▶ To be done:
1) For the forum thread on removing duplicates from an Excel file, state whether each statement agrees with it, answering yes or no and quoting the exact words that decide it. (a) The asker is using IFormFile. (b) The reply says to install EPPlus version 4.5.2.1. (c) The interface IBlobManager is declared in the namespace UploadAzureBlob.Controllers.
2) Answer these questions from the forum thread on removing duplicates from an Excel file, marking each answer to match its question.
(a) Which version of WindowsAzure.Storage does the reply install?
(b) What name is passed to GetContainerReference?
(c) In ValidateDataFileAsync, what collection type is built from the list of lines?
3) In the forum thread on removing duplicates from an Excel file, rename "StringBuilder" to "StringWriter" and reproduce everything from "I am using IFormFile" down to "reader = new StreamReader(iFormFile.OpenReadStream()))".

▶ Selected extract:
- - - -

I have a requirement to read an excel file from the system and to modify that file (eg remove duplicates ) and drop it in to another location.
I am using IFormFile
.
Can anyone help me to remove duplicates from the file and update the same file and create a new file with the duplicated values.
Here is what I have to read the file
var result = new StringBuilder();
using (var reader = new StreamReader(iFormFile.OpenReadStream()))
{
//read till EOF
while (reader.Peek() >= 0)
{
result.AppendLine(await reader.ReadLineAsync());
}
}
public async Task<Stream> ValidateDataFileAsync(Stream stream, CancellationToken token)
{
List<string> result = new List<string>();
using (var reader = new StreamReader(stream))
{
while (reader.Peek() >= 0)
result.Add(await reader.ReadLineAsync());
}
HashSet<string> hSet = new HashSet<string>(result);
return hSet;
//How do i convert the hashset to stream.
}
Firstly install the Nuget:
Install-Package WindowsAzure.Storage -Version 9.3.3
and
Install-Package EPPlus -Version 4.5.2.1
Make an interface IBlobManager.cs
which will house all your Blob operations:
using System;
using System.IO;
using System.Threading.Tasks;
namespace UploadAzureBlob.Services
{
public interface IBlobManager
{
Task<string> UploadFileToBlobAsync(string fileName, Stream stream);
}
}
Implement the above interface in a class BlobManager.cs
:
using Microsoft.WindowsAzure.Storage;
using Microsoft.WindowsAzure.Storage.Blob;
using System;
using System.Collections.Generic;
using System.IO;
using System.Text;
using System.Threading.Tasks;
namespace UploadAzureBlob.Services
{
public class BlobManager : IBlobManager
{
private CloudBlobClient cloudBlobClient;
public BlobManager()
{
// Retrieve the connection string for blob storage
string storageConnectionString = "";
CloudStorageAccount.TryParse(storageConnectionString, out CloudStorageAccount storageAccount);
// Create the CloudBlobClient that represents the Blob storage endpoint for the storage account.
cloudBlobClient = storageAccount.CreateCloudBlobClient();
}
/// <summary>
/// Uploads a file to blob storage.
/// </summary>
/// <param name="fileName"></param>
/// <param name="file"></param>
/// <returns></returns>
public async Task<string> UploadFileToBlobAsync(string fileName, Stream stream)
{
try
{
// Create a container.
CloudBlobContainer blobContainer = cloudBlobClient.GetContainerReference("test");
await blobContainer.CreateAsync();
BlobContainerPermissions perm = await blobContainer.GetPermissionsAsync();
perm.PublicAccess = BlobContainerPublicAccessType.Container;
await blobContainer.SetPermissionsAsync(perm);
// Get a reference to the blob address, then upload the file to the blob.

- - - -

(Excerpts of pointing data)

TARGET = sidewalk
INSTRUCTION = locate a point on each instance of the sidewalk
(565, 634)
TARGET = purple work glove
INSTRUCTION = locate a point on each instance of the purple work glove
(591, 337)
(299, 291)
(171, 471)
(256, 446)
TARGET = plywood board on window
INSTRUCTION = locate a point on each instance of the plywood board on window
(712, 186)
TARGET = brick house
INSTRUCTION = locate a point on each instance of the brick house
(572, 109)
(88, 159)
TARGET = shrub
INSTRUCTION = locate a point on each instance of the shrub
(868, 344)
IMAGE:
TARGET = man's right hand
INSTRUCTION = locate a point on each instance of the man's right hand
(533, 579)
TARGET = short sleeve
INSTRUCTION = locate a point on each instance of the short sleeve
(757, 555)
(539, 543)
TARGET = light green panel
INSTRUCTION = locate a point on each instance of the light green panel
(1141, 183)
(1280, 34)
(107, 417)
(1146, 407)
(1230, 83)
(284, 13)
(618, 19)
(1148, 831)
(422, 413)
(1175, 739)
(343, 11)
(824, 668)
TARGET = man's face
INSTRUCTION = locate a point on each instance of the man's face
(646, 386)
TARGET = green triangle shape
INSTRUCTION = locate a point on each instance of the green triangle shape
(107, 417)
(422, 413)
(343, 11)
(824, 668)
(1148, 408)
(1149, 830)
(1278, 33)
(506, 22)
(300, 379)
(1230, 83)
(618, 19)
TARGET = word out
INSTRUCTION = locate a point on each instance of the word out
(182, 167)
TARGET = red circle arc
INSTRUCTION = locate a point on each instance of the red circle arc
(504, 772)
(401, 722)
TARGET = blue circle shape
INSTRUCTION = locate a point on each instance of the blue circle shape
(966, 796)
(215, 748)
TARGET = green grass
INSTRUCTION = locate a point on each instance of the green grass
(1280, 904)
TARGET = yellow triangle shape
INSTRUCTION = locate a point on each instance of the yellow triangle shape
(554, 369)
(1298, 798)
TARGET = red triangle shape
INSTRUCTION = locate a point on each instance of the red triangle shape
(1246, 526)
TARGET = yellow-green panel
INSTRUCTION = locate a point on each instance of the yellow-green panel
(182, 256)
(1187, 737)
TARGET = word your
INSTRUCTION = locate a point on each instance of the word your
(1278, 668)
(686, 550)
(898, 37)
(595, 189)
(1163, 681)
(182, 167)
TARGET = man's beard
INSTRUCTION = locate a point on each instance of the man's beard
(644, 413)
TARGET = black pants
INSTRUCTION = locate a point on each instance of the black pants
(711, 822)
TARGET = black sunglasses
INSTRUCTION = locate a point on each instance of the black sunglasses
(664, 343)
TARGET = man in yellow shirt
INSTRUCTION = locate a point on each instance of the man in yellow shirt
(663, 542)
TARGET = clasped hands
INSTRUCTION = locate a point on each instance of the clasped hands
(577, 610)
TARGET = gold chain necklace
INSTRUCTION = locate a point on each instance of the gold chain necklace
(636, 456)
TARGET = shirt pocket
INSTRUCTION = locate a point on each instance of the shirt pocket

- - - -

▶ Full solutions:
1)
(a) Yes: "I am using IFormFile"
(b) Yes: "Install-Package EPPlus -Version 4.5.2.1"
(c) No: "namespace UploadAzureBlob.Services"

2)
(a) 9.3.3
(b) "test"
(c) HashSet<string>

3)
I am using IFormFile
.
Can anyone help me to remove duplicates from the file and update the same file and create a new file with the duplicated values.
Here is what I have to read the file
var result = new StringWriter();
using (var reader = new StreamReader(iFormFile.OpenReadStream()))